• Excerpted records:
_ _ _ _ _ _ _

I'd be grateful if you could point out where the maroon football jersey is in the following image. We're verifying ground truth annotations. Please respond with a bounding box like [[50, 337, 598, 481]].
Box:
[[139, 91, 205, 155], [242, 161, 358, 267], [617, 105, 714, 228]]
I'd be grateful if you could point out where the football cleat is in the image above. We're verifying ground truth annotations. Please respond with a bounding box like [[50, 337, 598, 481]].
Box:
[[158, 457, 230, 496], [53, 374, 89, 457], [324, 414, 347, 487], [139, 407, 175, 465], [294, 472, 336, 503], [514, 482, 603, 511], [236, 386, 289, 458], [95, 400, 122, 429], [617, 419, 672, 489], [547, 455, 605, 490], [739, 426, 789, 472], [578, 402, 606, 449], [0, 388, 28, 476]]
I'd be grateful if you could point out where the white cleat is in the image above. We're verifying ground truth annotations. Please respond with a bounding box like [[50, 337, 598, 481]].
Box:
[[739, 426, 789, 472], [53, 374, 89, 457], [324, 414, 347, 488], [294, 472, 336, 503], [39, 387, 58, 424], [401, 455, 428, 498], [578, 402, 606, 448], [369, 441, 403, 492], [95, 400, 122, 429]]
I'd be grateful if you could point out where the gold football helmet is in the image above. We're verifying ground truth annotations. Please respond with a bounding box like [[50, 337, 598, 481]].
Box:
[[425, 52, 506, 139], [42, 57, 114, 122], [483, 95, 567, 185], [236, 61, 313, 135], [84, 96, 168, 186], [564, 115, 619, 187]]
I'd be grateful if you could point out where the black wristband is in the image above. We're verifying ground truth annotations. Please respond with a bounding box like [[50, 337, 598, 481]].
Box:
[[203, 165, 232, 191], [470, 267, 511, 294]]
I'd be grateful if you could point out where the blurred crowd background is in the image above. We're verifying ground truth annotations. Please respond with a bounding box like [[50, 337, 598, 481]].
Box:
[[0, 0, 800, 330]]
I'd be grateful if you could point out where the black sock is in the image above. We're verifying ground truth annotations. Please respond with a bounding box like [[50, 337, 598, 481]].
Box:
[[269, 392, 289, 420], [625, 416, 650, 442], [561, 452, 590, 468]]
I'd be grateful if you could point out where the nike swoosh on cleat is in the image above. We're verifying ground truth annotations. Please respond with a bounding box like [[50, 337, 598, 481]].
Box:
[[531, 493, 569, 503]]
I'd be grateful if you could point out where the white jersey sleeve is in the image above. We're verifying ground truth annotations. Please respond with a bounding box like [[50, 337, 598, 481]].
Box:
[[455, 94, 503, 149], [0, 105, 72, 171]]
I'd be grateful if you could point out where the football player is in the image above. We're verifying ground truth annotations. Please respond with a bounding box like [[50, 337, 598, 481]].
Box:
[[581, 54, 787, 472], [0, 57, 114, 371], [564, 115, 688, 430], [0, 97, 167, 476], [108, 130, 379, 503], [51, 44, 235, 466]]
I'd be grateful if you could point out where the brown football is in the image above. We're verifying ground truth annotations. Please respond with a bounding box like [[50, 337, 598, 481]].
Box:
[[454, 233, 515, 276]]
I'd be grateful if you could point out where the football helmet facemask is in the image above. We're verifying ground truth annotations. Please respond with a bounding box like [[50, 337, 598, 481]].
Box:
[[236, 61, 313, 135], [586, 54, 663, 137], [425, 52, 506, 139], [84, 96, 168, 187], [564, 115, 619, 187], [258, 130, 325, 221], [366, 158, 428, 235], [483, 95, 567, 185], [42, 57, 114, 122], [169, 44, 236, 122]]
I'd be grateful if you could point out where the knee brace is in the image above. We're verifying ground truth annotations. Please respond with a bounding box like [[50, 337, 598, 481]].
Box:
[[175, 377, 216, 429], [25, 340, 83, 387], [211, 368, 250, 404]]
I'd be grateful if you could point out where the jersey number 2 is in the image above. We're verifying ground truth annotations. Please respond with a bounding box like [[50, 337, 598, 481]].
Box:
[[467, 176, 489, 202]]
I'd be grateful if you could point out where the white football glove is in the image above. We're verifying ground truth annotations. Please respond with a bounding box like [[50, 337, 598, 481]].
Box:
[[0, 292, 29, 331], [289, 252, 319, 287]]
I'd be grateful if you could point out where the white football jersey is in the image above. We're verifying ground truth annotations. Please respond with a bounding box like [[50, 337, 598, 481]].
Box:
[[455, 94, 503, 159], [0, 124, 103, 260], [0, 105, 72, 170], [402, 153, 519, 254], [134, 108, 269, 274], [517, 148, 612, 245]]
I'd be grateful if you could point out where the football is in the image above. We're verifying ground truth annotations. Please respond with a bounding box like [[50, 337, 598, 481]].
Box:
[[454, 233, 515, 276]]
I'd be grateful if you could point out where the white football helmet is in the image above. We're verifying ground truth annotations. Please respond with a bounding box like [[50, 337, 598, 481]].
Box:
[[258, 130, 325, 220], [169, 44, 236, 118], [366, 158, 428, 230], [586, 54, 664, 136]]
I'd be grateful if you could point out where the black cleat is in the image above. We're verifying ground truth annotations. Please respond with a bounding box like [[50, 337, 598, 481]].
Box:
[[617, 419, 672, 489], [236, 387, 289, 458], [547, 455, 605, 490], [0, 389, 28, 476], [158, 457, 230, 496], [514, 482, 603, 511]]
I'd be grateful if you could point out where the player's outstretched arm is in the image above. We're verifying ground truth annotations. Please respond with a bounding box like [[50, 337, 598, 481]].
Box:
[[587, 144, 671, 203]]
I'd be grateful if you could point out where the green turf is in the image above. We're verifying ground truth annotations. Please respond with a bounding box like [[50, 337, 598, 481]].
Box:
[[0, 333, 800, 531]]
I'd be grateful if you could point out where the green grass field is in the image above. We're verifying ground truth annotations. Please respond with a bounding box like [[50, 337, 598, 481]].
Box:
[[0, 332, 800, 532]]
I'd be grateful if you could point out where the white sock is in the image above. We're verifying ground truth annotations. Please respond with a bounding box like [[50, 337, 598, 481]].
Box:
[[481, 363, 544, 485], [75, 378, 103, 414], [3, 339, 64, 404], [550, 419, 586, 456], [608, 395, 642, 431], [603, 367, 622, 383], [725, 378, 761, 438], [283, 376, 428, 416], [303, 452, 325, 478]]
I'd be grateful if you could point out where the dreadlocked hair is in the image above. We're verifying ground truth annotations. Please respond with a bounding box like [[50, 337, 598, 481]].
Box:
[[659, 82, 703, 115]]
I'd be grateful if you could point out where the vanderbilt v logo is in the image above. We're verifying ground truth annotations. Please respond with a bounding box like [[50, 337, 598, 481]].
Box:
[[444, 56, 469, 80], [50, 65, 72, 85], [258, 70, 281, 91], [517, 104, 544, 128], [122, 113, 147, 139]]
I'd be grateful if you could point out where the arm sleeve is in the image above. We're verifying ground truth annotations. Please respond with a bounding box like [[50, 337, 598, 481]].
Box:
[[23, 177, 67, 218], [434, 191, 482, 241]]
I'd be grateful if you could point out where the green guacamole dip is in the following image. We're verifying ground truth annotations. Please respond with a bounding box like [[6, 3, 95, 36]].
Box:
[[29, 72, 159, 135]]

_ _ _ _ _ _ _

• Work to do: Rewrite the stretch from the first line through the line containing "105, 714, 228]]" as a Markdown table with the columns n and Line. Give each line its own numbered row, and leave out blank lines.

• Solved problem:
| n | Line |
|---|---|
| 1 | I'd be grateful if you could point out where the maroon football jersey is in the following image. We're verifying ground truth annotations. Please respond with a bounding box like [[50, 337, 598, 481]]. |
| 2 | Box: |
| 3 | [[139, 91, 205, 155], [242, 161, 358, 267], [617, 105, 714, 228]] |